• [EXCERPTED RECORDS]
— Begin —
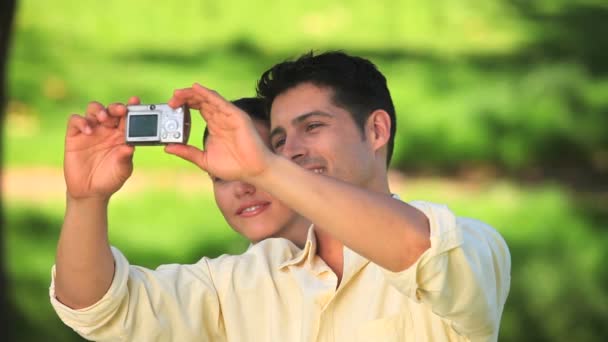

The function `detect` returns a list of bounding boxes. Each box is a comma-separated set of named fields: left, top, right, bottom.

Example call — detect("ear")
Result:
left=365, top=109, right=391, bottom=151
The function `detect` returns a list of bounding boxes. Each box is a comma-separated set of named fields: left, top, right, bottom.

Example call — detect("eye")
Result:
left=272, top=138, right=285, bottom=150
left=306, top=122, right=324, bottom=132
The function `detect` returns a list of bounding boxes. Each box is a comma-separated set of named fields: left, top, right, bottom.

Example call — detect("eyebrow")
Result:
left=270, top=110, right=334, bottom=141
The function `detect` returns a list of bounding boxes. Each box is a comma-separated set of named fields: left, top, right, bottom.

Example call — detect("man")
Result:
left=166, top=52, right=510, bottom=341
left=50, top=97, right=310, bottom=341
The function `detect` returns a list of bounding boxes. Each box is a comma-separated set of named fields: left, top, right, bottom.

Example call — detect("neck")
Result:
left=315, top=229, right=344, bottom=285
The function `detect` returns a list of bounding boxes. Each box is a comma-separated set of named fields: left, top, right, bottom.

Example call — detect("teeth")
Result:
left=243, top=205, right=261, bottom=213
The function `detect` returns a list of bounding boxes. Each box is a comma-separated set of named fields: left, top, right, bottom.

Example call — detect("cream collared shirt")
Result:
left=50, top=202, right=511, bottom=342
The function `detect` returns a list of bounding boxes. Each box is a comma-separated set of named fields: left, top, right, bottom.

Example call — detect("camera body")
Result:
left=125, top=103, right=190, bottom=145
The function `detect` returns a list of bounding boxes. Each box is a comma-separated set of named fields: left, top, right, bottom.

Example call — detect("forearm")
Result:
left=249, top=158, right=430, bottom=271
left=55, top=195, right=114, bottom=309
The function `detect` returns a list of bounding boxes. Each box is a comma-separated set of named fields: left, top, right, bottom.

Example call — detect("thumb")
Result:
left=165, top=144, right=207, bottom=171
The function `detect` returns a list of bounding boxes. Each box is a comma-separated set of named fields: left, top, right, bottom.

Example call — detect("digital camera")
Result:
left=125, top=103, right=190, bottom=145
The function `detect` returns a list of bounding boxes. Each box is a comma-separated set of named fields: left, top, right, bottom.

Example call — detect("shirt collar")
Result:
left=279, top=224, right=317, bottom=269
left=279, top=194, right=401, bottom=274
— End —
Could you copy every one of the records above word for word, leaving the picture out of your answer?

The function `detect` returns a list of bounding boxes. Each box is a comma-separated set of named fields: left, top, right, bottom.

Example call — detect("ear")
Result:
left=365, top=109, right=391, bottom=151
The function `detect` returns a list of bounding boxes. Each box is a comma-separated set of named fields: left, top, right, bottom.

Example call — detect("eye")
Result:
left=272, top=138, right=285, bottom=150
left=306, top=122, right=324, bottom=132
The function `detect` returns a list of bounding boxes. Each box is a comma-separated set of named fields: left, top, right, bottom.

Example call — detect("eyebrow")
Result:
left=270, top=110, right=334, bottom=141
The function `detect` returns a list of bounding boxes. Each box is a comma-separated set of named fields: left, top, right, bottom.

Example call — detect("man")
Result:
left=166, top=52, right=510, bottom=341
left=50, top=97, right=310, bottom=341
The function `detect` returns a list of bounding boxes. Each box is a comma-separated set of named fields: left, top, right, bottom.

Example call — detect("neck")
Result:
left=315, top=229, right=344, bottom=285
The function `detect` returns a list of bounding boxes. Each box is a comma-separated set of named fields: left, top, right, bottom.

Example call — detect("teeth")
Result:
left=243, top=205, right=261, bottom=213
The function `detect` returns a list of bounding boxes. Each box is a comma-separated set of named fields: left, top, right, bottom.

Example call — detect("cream collared shirt")
Result:
left=50, top=202, right=511, bottom=342
The function `detect` returns a list of bounding boxes. Each box is a comma-separated set of named fields: left, top, right, bottom.

Example call — detect("camera body")
Result:
left=125, top=103, right=190, bottom=145
The function `detect` returns a list of bounding boxes. Each box is a comma-separated set of named fields: left, top, right, bottom.

Example call — detect("forearm")
Result:
left=249, top=158, right=430, bottom=271
left=55, top=195, right=114, bottom=309
The function `detect` returns a list of bounding boxes. Each box is a comma-separated set of named fields: left, top, right, bottom.

Example call — detect("thumb")
Result:
left=165, top=144, right=207, bottom=171
The function `detect` returns a list of bounding boxes. Each box is a comma-separated set of named fields: left, top, right, bottom.

Example call — detect("digital camera")
Result:
left=125, top=103, right=190, bottom=145
The function `detect` returns a list of bounding boxes. Each box is a comma-separated set of named fields: left, top, right, bottom.

Example call — detect("shirt collar")
Result:
left=279, top=224, right=317, bottom=269
left=279, top=194, right=401, bottom=274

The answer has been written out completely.